(Saved entries)
-*-
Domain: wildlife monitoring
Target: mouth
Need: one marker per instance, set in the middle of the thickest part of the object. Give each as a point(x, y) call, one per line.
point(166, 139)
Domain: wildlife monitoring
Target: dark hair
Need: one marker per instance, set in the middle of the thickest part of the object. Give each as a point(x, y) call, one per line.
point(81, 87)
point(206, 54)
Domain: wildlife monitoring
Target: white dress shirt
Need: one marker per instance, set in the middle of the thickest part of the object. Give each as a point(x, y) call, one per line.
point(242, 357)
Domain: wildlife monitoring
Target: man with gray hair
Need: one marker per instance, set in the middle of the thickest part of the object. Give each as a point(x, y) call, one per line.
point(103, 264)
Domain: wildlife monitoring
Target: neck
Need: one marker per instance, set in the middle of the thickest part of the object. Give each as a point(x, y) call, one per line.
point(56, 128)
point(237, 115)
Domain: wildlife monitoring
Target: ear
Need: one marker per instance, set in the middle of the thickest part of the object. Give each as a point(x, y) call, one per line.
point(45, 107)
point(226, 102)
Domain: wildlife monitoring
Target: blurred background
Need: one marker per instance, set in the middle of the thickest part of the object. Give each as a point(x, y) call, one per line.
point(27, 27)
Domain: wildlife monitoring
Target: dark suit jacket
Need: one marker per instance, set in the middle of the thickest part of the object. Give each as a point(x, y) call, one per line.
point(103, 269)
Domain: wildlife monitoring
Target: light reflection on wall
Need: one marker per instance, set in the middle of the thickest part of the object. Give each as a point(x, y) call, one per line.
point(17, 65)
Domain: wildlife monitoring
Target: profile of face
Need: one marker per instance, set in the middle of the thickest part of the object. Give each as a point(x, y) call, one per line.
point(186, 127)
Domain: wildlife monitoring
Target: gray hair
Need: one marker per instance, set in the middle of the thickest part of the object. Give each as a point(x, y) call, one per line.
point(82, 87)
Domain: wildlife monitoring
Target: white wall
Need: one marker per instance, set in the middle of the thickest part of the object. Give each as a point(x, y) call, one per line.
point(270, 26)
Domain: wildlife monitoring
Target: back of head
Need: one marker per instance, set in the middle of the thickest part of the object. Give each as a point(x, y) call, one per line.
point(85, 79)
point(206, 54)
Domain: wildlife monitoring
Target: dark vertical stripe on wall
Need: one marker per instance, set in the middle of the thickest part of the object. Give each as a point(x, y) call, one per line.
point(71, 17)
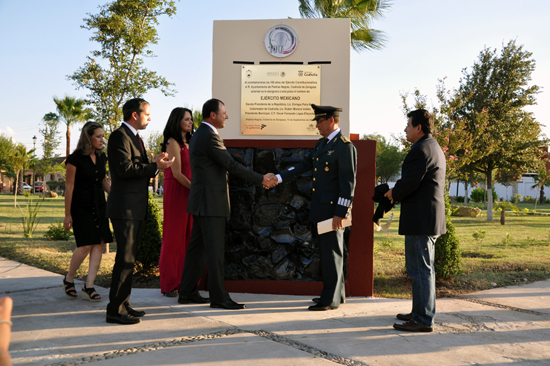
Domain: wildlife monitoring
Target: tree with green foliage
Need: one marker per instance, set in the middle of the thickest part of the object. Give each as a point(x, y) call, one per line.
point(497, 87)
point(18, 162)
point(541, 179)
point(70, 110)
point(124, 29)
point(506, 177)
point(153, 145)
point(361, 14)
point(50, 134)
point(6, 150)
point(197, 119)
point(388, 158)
-*-
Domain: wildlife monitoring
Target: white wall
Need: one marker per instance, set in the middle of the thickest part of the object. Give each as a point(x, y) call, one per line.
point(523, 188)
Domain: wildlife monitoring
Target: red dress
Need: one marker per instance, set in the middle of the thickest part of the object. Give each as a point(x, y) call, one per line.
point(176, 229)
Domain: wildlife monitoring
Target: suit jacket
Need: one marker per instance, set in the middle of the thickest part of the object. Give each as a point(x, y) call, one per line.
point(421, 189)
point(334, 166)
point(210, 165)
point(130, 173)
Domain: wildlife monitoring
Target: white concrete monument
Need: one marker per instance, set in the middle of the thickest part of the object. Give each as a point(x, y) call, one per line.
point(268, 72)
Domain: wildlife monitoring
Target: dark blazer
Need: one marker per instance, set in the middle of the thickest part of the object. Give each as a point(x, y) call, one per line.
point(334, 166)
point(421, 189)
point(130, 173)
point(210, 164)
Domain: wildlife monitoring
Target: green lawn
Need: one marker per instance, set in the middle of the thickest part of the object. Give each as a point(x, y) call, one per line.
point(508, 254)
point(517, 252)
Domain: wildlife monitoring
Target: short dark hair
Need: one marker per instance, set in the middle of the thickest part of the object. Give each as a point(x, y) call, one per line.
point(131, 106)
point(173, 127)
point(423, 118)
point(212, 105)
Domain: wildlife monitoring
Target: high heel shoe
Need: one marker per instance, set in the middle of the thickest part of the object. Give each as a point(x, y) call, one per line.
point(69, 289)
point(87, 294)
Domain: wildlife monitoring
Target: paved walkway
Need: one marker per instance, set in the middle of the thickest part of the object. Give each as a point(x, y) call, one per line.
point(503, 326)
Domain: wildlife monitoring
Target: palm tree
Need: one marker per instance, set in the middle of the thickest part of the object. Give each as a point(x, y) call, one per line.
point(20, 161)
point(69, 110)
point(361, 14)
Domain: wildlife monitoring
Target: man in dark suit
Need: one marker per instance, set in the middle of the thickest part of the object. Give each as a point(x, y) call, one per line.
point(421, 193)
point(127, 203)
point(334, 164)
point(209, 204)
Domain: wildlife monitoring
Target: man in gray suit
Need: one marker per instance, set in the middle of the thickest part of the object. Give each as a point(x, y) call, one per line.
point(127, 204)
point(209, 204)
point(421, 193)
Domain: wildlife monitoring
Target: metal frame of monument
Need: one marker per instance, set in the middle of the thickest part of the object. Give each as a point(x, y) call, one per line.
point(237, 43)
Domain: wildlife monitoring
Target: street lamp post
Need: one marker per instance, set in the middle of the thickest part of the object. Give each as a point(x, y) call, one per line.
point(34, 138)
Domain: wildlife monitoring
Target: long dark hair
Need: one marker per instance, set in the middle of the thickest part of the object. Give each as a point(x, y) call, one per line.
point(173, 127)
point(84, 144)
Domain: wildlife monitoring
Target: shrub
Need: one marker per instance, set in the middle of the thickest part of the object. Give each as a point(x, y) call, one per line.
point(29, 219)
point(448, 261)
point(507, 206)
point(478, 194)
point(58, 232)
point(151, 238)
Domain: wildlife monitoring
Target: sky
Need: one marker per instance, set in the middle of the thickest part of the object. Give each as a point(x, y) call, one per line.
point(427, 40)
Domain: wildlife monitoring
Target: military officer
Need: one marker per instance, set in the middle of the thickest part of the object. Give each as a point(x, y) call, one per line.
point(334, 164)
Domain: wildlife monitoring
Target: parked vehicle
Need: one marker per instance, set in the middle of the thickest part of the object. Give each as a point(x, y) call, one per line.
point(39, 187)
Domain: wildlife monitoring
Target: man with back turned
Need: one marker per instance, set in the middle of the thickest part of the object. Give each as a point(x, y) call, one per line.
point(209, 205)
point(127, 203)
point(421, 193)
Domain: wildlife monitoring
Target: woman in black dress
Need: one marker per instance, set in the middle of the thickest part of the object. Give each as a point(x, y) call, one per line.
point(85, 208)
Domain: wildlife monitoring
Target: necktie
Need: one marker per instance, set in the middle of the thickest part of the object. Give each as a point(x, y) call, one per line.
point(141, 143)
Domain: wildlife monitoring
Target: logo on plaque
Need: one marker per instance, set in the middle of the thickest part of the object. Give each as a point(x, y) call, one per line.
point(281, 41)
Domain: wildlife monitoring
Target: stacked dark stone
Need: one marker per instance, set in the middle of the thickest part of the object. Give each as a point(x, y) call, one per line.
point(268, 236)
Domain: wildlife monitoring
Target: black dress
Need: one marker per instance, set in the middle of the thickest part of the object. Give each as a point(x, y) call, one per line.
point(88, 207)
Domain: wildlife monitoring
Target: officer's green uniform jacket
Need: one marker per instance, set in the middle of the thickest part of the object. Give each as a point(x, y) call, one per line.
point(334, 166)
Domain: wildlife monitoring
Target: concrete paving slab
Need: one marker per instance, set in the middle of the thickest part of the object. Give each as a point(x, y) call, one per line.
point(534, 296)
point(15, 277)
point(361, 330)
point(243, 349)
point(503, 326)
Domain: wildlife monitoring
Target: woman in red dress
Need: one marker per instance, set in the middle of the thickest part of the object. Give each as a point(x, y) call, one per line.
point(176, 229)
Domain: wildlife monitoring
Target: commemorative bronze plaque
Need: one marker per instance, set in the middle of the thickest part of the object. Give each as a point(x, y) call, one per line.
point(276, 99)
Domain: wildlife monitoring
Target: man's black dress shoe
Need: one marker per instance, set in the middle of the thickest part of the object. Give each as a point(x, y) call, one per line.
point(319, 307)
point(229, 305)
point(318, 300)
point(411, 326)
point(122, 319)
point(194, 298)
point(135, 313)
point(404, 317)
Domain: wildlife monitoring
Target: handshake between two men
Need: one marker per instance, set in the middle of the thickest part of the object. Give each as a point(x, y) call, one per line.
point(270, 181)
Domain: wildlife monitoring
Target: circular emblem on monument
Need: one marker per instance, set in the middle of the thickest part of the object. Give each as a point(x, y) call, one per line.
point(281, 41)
-*-
▶ **Task to carry out**
Show every line above in which the word "hair" is found.

▶ **Result for this task**
Target: dark hair
Target: man with gray hair
Target: gray hair
Target: short dark hair
Target: long dark hair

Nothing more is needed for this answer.